### What the exercise asks
Set the data down again, exactly as it reads, but without the pictures.

### Source data
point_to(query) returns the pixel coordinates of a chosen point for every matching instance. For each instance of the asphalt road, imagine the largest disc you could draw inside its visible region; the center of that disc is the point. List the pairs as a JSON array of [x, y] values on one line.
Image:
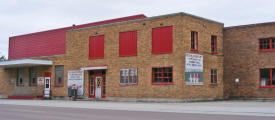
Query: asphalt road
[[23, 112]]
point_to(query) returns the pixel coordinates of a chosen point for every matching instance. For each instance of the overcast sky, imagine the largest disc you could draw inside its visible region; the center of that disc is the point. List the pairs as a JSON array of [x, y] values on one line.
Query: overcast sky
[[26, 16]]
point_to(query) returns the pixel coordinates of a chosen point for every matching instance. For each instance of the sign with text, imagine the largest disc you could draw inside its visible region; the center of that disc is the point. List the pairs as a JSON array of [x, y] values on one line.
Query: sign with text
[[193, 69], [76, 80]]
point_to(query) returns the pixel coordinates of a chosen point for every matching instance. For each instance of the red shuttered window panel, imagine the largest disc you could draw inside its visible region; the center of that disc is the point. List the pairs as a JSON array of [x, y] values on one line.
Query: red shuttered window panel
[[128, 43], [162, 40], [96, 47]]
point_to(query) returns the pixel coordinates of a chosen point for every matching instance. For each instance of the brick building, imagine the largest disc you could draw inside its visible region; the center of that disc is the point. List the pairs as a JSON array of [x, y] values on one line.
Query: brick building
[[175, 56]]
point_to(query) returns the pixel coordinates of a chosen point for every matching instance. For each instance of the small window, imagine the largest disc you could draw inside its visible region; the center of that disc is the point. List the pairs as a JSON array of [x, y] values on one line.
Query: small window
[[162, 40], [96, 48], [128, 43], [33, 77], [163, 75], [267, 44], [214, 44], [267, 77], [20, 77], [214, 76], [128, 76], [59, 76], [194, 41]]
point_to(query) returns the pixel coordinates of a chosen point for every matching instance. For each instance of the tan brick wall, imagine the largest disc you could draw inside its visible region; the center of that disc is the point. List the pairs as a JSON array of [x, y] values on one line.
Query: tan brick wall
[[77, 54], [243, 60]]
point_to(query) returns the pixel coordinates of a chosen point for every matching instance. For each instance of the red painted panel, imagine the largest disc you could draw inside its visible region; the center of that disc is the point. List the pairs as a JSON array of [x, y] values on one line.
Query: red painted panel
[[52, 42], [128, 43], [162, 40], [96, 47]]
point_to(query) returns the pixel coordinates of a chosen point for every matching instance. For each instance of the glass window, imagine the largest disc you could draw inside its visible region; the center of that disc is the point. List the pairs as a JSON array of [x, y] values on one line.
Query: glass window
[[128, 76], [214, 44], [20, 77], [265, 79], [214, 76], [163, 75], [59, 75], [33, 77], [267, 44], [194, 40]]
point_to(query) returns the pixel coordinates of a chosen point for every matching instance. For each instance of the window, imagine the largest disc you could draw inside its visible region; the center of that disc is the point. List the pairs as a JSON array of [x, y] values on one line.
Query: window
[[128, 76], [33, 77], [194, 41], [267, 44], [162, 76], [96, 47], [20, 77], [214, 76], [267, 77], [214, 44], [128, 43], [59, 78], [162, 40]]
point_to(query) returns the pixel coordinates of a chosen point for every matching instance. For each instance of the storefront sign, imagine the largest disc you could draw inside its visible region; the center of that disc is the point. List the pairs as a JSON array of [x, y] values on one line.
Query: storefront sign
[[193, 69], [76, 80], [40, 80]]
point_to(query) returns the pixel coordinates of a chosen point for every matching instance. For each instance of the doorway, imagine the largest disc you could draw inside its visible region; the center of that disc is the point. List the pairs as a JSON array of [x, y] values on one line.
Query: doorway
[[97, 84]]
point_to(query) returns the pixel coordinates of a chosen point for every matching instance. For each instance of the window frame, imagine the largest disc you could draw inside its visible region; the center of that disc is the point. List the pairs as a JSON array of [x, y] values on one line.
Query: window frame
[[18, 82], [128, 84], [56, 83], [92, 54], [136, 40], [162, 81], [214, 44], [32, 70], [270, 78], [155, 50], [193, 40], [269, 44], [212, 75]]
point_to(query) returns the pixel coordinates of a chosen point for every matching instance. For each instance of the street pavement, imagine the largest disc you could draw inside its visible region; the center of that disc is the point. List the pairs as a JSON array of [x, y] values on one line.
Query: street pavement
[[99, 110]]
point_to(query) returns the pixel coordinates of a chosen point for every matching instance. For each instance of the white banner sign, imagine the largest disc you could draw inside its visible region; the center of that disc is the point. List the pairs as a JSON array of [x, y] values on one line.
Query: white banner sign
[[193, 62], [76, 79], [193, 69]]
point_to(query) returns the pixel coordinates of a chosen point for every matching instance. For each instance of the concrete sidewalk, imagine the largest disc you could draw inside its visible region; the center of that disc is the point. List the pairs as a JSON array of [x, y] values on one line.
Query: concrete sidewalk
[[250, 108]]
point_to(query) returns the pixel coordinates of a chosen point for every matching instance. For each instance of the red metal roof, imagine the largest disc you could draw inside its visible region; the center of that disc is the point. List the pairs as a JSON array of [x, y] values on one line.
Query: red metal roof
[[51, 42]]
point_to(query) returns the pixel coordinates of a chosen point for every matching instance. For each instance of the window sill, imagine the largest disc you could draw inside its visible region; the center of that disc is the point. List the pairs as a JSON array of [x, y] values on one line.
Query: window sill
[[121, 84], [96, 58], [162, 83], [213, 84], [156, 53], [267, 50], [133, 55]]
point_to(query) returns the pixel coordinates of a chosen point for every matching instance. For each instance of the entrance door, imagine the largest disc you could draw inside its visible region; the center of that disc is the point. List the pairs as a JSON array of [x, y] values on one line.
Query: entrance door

### Result of the task
point_to(query) returns the pixel coordinates of a chosen point for every matching instance. For each instance of the asphalt road, imagine the largest disc you could draw inside its visible region; the center of that disc is the point. List the pairs as a JSON array of [x, y] values on one line.
Image:
Query: asphalt road
[[23, 112]]
point_to(query) returns the pixel coordinates of a chosen point for every matching instance. For each instance of the overcast sky, imagine the largest disc you could draw inside its visible region; the center of that disc is the point. List the pairs as a JSON array of [x, y] values on one line.
Query: overcast sky
[[26, 16]]
point_to(query) returns the pixel coordinates of a chosen point for every matching instance. For each instance of the sign with text, imagine the largest disc you could draw inside its visible region; the center of that disc is the point. List the pairs as a JSON array of [x, y] values on one line.
Query: sign with text
[[193, 69], [76, 80]]
point_to(query) returns the pixel coordinates of a chosen point for every matching instance. For each instance of the red shuttered window panel, imagine the largest disc you could draw inside its visible region; the center of that disc is the point. List the pairs as a JSON array of [x, y] values on one line.
Query: red shuttered window panel
[[128, 43], [162, 40], [96, 47]]
point_to(query) returns the pixel coordinates of a chosen point for every matching instance. For each instance of the brick building, imagine the largest disc you could draw inside its visible region; the center of that disc is the point. List the pairs as a JSON array of [x, y] values on one line.
Query: brick building
[[175, 56]]
point_to(query) returns the pixel coordinates of a chosen point for every matching instance. For each instance of the small window, imagine the largest disc you could draw inside its visible region; the center of that disc is the point. List the pairs as a JSON array of [x, y] values on one line.
Query: small window
[[162, 40], [96, 48], [128, 43], [33, 77], [163, 75], [267, 44], [214, 44], [267, 77], [20, 77], [214, 76], [128, 76], [59, 76], [194, 41]]
point_to(query) returns the pixel coordinates of a chosen point for every matching instance. For each instance of the tan brick wall, imagine the largest disc you could draw inside its visible region; the center of that disc is the point. List the pairs as a JSON array of [x, y] values on one line.
Query: tan brick wall
[[77, 54], [243, 60]]
point_to(query) returns the pixel coordinates of a chosen point for every matching instance. For each instance of the red painted panel, imagine the largest disc you could draw inside its visible region; the center of that disc is the point. List the pairs as a JSON array of [x, y] values on one line.
Query: red painted panel
[[52, 42], [128, 43], [162, 40], [96, 47]]
point_to(query) returns the pixel coordinates of a chosen point for every matching instance. For each instance of the glass window, imagine the largest disc you could draw inside its visible region; the center of that disc is the point. List the pairs as a JSON array of [x, y] values on one line.
Query: glass window
[[128, 76], [214, 44], [20, 77], [265, 79], [214, 76], [163, 75], [59, 75], [33, 77], [267, 44], [194, 40]]
point_to(query) returns the pixel coordinates of a chosen point for every matching instance. For each instance of the window, imagine the largest disc you could draw inside its visible region; the center of that disc is the point. List the pairs as a JSON array of [x, y] values on one line.
Query: window
[[128, 76], [33, 77], [194, 41], [267, 44], [162, 76], [96, 47], [20, 77], [214, 76], [267, 77], [214, 44], [128, 43], [59, 78], [162, 40]]
point_to(query) returns the pixel coordinates of a chosen point for every matching instance. For each instance of the storefront sign, imagine the largest disc you could draw inside its visible region; the center of that disc is the point. List the pairs as a JSON array of [x, y] values on one line.
Query: storefront sign
[[193, 69], [76, 80], [40, 80]]
point_to(query) returns the pixel coordinates of a chosen point for every matching instance. For each instance of the doorway, imagine the largest disc you could draw inside its visible region; the center of that disc is the point. List the pairs as a JSON array of [x, y] values on one line.
Query: doorway
[[97, 84]]
point_to(query) returns the pixel coordinates of a chosen point for every matching instance. For each instance of the window frame, imagine the largest disc you could draw inside its visible region; the center of that disc is the point. List the pairs as a JSON array of [x, y] values on one line.
Query: window frame
[[18, 82], [128, 84], [56, 83], [92, 54], [136, 40], [162, 81], [214, 44], [32, 70], [270, 78], [155, 50], [193, 40], [269, 44], [212, 75]]
point_to(query) returns the pixel coordinates of a chosen point for every matching instance. For each instance of the street pavement, imagine the largest disc you could draw inside its visible region; the center of that disc is the point. List the pairs as a JSON array of [x, y] values on one line.
Query: street pavement
[[99, 110]]
point_to(query) returns the pixel coordinates of a chosen point for every matching instance. For each instance of the white banner sign, imagine the largest disc you could draw inside its visible region; the center of that disc is the point. List the pairs as a JSON array of [x, y] values on one line.
Query: white banner sign
[[193, 62], [76, 79], [193, 69]]
point_to(query) returns the pixel coordinates of a chosen point for every matching instance. For each instance of the concrete sidewalk, imagine the largest disc you could draw inside its visible region; the center of that disc is the point. List the pairs as a JSON array of [x, y] values on one line.
Query: concrete sidewalk
[[250, 108]]
point_to(query) returns the pixel coordinates of a chosen point for every matching instance. For each instance of the red metal roof, imagine the largest disc you could draw inside its visible region; the center of that disc is the point. List the pairs as a JSON array of [x, y] values on one line.
Query: red metal roof
[[51, 42]]
point_to(query) returns the pixel coordinates of a chosen point for every matching instance. For each instance of the window sill, imagine the largest disc you could draw inside its visible region; the center of that disc is the point. List the pairs as a JSON array of [x, y] values on one line.
Query: window sill
[[121, 84], [96, 58], [162, 83], [213, 84], [156, 53], [267, 50], [133, 55]]
point_to(query) returns the pixel coordinates of a chosen point for every matching instance. For each instance of the entrance door, imagine the largest disc you could draw inside its visible region; the center of that disc is the point. List the pairs as a JSON array of [x, y] values on one line.
Query: entrance door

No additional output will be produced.